**Excerpted text**
= = = = =
One may wonder how someone who has released so few games could be regarded as one of the best programmers of all time. Quite simply the games he was responsible for are classics through and through.
Simplistic to the last, Archer was a big fan of arcade games in the early 80s. Especially Williams games it would seem, for he programmed perfect versions of Joust and Robotron for the old Atari 800. Due to obvious legal reasons, these were never released. He also had a very large respect for Defender, which is definately one the greatest games to be released. Setting himself the target of writting a version better than the original was no mean feat, but achieve it he did with the game known as Dropzone.
Written for the Atari 800 (and later converted superbly to the C64 much to the surprise of people) this was arcade action at it's purest. In many ways identical to Defender, it took the theme further by introducing a new concept in human abduction, plus the added task of having to ferry the humans back to base and not just protect them. Having played it for many years, I am still not tired of it. I might be crazy in suggesting this is one of the greatest games ever too. It is my greatest ever game on the C64, because it kept me going for so many months.
= = = = =
**Given records**
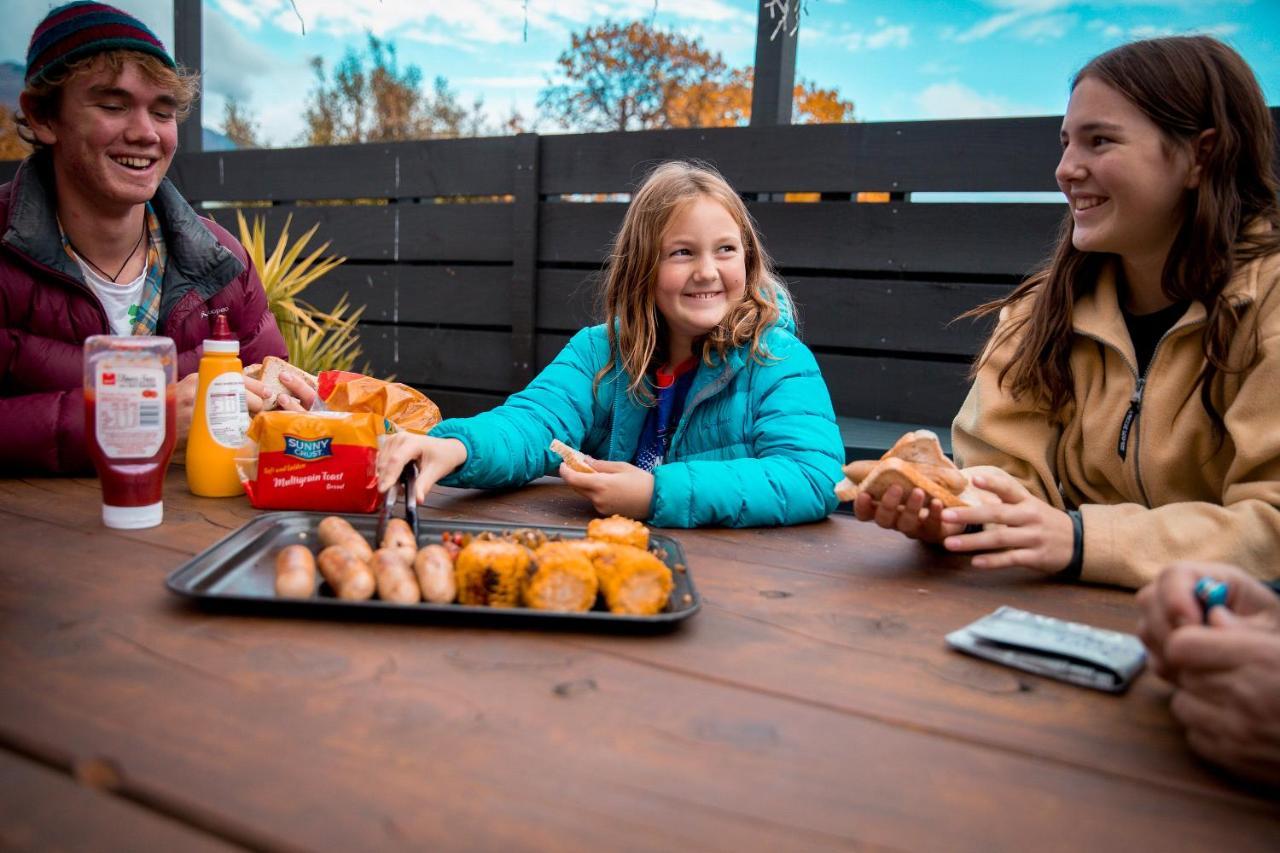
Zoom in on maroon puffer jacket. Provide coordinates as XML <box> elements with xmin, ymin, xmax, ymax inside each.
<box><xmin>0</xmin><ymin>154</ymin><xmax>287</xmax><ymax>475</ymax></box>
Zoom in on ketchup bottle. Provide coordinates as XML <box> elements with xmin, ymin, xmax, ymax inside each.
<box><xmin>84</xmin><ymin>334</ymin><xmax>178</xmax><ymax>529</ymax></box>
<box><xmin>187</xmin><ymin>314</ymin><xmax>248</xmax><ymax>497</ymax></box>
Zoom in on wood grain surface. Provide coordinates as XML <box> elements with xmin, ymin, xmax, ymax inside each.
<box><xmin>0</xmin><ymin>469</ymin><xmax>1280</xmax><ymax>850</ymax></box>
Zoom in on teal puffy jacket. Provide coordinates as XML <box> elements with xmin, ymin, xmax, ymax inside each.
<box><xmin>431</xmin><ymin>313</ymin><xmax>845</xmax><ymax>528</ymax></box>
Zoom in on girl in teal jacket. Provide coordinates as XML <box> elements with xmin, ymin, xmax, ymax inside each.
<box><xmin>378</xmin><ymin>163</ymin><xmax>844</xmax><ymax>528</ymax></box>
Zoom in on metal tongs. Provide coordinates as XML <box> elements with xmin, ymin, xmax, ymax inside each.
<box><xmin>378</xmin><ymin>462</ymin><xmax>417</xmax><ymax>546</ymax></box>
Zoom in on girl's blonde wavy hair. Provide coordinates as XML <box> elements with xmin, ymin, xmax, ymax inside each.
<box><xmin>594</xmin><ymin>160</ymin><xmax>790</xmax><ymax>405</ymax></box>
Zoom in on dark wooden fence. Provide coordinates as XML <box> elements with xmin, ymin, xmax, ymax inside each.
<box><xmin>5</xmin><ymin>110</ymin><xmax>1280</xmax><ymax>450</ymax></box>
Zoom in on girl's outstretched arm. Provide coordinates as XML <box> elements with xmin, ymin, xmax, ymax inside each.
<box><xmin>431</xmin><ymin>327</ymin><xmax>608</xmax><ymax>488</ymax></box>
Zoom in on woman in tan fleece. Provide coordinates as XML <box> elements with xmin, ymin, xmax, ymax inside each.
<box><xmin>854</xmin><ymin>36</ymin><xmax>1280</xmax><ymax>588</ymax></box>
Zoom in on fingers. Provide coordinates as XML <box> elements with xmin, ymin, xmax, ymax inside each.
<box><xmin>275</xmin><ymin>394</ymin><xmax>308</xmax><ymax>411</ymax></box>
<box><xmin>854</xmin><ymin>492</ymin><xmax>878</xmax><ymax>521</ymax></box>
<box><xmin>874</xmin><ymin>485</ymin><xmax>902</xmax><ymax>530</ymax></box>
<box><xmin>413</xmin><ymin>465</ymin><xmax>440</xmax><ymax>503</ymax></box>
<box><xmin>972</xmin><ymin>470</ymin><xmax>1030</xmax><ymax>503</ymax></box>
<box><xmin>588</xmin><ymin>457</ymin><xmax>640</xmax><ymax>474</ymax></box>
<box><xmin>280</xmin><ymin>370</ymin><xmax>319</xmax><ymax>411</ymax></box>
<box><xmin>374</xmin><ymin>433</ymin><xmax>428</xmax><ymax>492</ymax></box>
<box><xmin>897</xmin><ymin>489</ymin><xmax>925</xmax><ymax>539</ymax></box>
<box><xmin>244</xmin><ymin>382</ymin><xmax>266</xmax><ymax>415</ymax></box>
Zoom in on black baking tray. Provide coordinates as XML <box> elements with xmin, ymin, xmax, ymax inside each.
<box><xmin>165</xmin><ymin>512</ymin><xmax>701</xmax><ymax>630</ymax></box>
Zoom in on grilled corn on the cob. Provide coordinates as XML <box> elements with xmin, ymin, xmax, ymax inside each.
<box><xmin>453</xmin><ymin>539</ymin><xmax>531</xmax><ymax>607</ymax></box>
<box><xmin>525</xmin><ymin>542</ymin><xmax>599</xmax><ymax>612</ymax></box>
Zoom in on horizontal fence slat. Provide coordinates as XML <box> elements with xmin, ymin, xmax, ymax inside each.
= = = = =
**Exercise instructions**
1: In the text about Archer's games, which computer were his versions of Joust and Robotron programmed for?
2: Rewrite the part of the text about Archer's games that opens with the words containing "One may wonder" and closes with "through and through.", putting "masterpieces" in place of "classics".
The records come from a separate source and have no connection to the text.

**Responses by task**
1: The Atari 800.

2:
One may wonder how someone who has released so few games could be regarded as one of the best programmers of all time. Quite simply the games he was responsible for are masterpieces through and through.